Hablan sus lágrimas, que por fin salen por tantas emociones contenidas. Después de abusar del número uno, tan impresionante y orgulloso el enemigo que se multiplica por mil el valor del triunfo, Nadal estalla y su mirada, mientras busca conectar con su gente, se pierde en el cemento de la central francesa, igualmente imponente aunque no haya tantas almas como de costumbre. Realmente, ese vacío lo llena Nadal, tal es su carisma. Acaba de tumbar al serbio en otra final para recordar y repasa irremediablemente todo lo que ha sido este curso de miedos y dudas, ya compensado por el subidón de esta victoria sin casi oposición. Por todo lo que supone, este 11 de octubre, este domingo de chaqueta, quedará para siempre como una de las jornadas más especiales de este viaje tan bonito.

Básicamente por todo lo que conlleva. Lo primordial, y para eso vive Nadal, es la conquista de su torneo fetiche, que viene a ser el decimotercero de su carrera. Llega, además, después de sumar su centenario triunfal aquí, una cifra redonda que le da incluso mayor belleza al premio. Y, no menos importante, es el vigésimo Grand Slam del mallorquín, que ya por fin podrá decir que es tanto como Federer, a quien seguía con prismáticos cuando empezó a ganar cosas serias. Con 34 años, Nadal lleva desde los 19 acumulando tesoros y cuesta pensar que este es el destino final. Habrá más, habrá mucho más.

(Datos de señalamiento de regiones)
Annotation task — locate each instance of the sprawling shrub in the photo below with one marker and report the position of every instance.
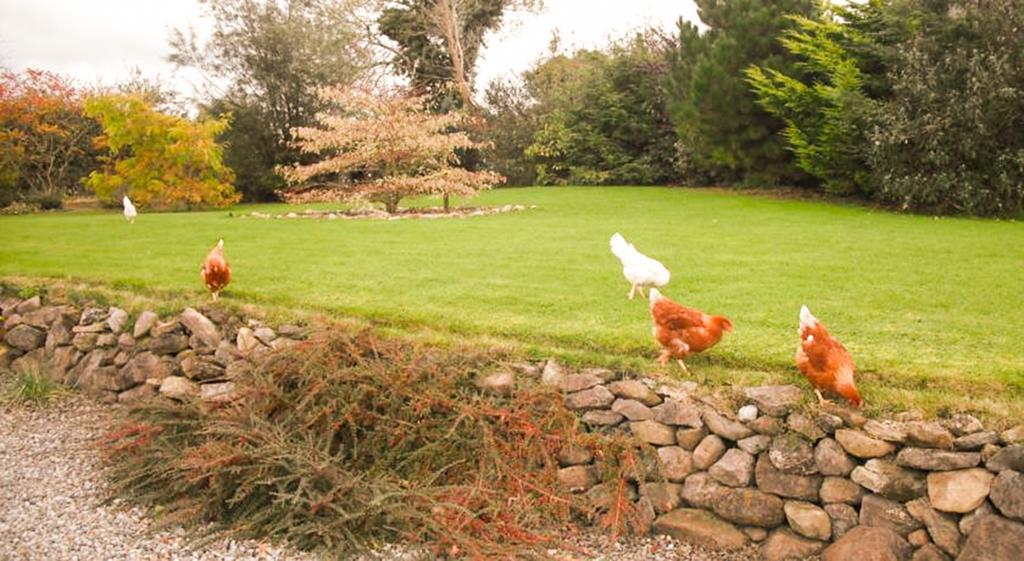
(951, 137)
(346, 440)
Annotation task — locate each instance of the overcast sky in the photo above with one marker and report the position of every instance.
(99, 40)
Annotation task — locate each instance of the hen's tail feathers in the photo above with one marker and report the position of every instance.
(654, 295)
(806, 318)
(724, 321)
(621, 247)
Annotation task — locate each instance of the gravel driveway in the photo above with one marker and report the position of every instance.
(51, 488)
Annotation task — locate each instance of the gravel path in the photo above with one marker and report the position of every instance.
(51, 488)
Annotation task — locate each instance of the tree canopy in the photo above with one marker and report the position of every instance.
(384, 146)
(159, 160)
(263, 65)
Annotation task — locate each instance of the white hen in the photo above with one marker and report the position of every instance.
(639, 269)
(130, 212)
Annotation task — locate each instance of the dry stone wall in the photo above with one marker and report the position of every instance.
(800, 482)
(108, 355)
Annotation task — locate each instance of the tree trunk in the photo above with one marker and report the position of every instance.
(391, 204)
(448, 19)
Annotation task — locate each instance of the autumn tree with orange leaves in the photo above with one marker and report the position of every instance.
(159, 160)
(45, 137)
(383, 146)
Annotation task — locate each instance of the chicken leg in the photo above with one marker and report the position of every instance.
(821, 400)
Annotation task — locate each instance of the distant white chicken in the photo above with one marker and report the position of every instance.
(640, 270)
(130, 212)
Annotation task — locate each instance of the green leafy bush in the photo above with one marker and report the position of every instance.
(951, 137)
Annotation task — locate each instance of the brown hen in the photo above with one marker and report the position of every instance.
(824, 360)
(215, 272)
(683, 331)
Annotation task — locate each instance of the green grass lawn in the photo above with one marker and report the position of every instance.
(932, 309)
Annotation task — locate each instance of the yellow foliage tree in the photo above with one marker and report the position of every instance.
(392, 143)
(159, 160)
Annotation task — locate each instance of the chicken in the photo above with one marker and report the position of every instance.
(824, 360)
(216, 273)
(683, 331)
(639, 269)
(130, 212)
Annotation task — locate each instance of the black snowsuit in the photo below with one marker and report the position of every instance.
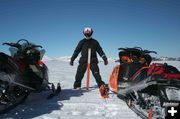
(83, 47)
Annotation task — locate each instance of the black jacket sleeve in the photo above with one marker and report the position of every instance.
(77, 50)
(100, 51)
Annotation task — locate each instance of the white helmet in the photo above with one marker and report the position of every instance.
(88, 31)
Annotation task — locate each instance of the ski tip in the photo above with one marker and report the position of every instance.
(103, 91)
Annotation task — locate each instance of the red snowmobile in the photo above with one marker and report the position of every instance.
(147, 88)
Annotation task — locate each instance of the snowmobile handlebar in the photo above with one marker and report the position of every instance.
(13, 45)
(138, 49)
(147, 52)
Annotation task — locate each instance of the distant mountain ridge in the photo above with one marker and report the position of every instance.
(110, 59)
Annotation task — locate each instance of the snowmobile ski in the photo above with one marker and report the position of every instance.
(103, 89)
(55, 92)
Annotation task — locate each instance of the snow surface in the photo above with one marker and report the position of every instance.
(71, 104)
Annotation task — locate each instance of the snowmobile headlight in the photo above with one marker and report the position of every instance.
(173, 93)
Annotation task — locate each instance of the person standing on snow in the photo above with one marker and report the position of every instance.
(83, 46)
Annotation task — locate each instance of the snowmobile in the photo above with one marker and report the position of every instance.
(147, 88)
(21, 72)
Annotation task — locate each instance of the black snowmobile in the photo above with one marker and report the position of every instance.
(147, 88)
(21, 73)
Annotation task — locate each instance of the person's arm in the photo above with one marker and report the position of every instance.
(101, 53)
(76, 52)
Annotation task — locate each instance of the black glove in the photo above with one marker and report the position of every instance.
(71, 63)
(105, 60)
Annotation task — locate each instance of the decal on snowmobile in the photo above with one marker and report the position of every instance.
(148, 89)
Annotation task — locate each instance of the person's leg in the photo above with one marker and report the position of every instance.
(96, 74)
(80, 74)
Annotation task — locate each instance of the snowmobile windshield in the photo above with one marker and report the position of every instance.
(13, 51)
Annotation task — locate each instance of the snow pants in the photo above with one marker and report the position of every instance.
(81, 71)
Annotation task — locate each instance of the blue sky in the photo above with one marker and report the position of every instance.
(57, 24)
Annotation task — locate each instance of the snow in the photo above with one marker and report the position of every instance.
(70, 103)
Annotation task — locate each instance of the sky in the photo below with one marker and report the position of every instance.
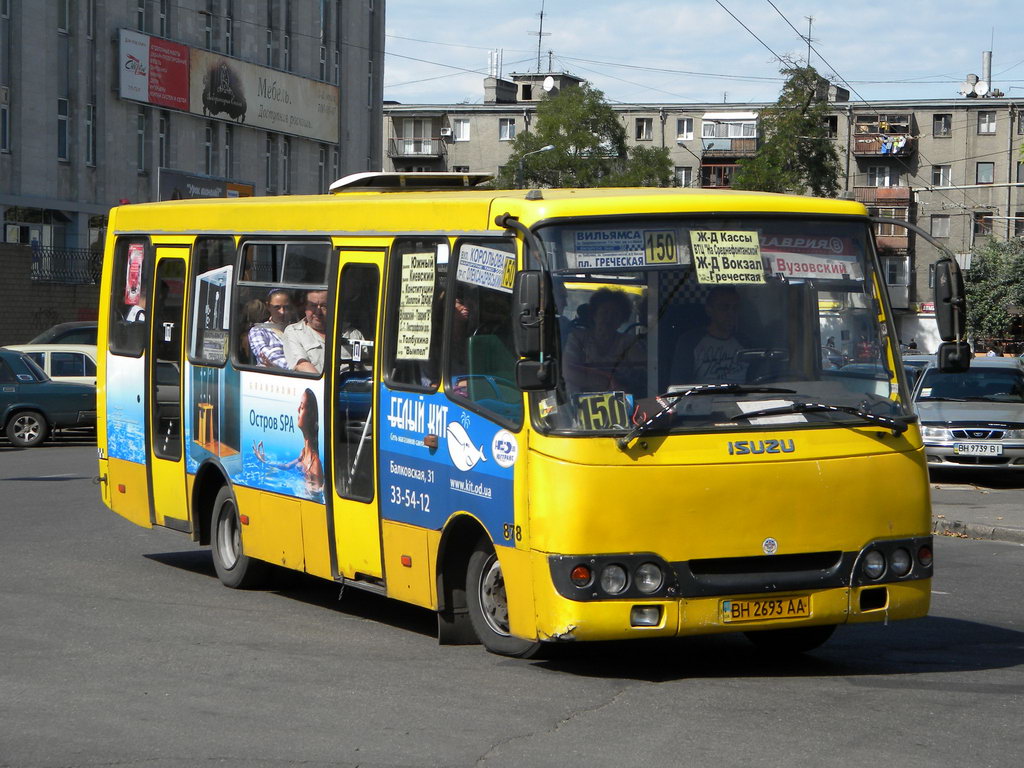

Actividades:
**A)** Enumera las cifras sobre la carrera de Nadal que aparecen en el segundo párrafo del fragmento, el que empieza con "Básicamente por todo lo que conlleva".
**B)** Resume el fragmento en dos oraciones.
**C)** Transcribe el fragmento desde "Hablan sus lágrimas, que" hasta "viaje tan bonito.".

Ejercicios resueltos:
**A)**
- El decimotercer título en su torneo fetiche.
- Su centenario triunfal (cien victorias) en ese torneo.
- Su vigésimo Grand Slam.
- Su edad actual: 34 años.
- La edad desde la que acumula títulos: 19 años.

**B)** Nadal llora de emoción tras derrotar casi sin oposición al serbio número uno en otra final, una victoria que compensa un curso de miedos y dudas. El triunfo, logrado el 11 de octubre, es su decimotercer título en su torneo fetiche, llega después de sumar allí su victoria número cien y le da su vigésimo Grand Slam, con el que iguala a Federer.

**C)**
Hablan sus lágrimas, que por fin salen por tantas emociones contenidas. Después de abusar del número uno, tan impresionante y orgulloso el enemigo que se multiplica por mil el valor del triunfo, Nadal estalla y su mirada, mientras busca conectar con su gente, se pierde en el cemento de la central francesa, igualmente imponente aunque no haya tantas almas como de costumbre. Realmente, ese vacío lo llena Nadal, tal es su carisma. Acaba de tumbar al serbio en otra final para recordar y repasa irremediablemente todo lo que ha sido este curso de miedos y dudas, ya compensado por el subidón de esta victoria sin casi oposición. Por todo lo que supone, este 11 de octubre, este domingo de chaqueta, quedará para siempre como una de las jornadas más especiales de este viaje tan bonito.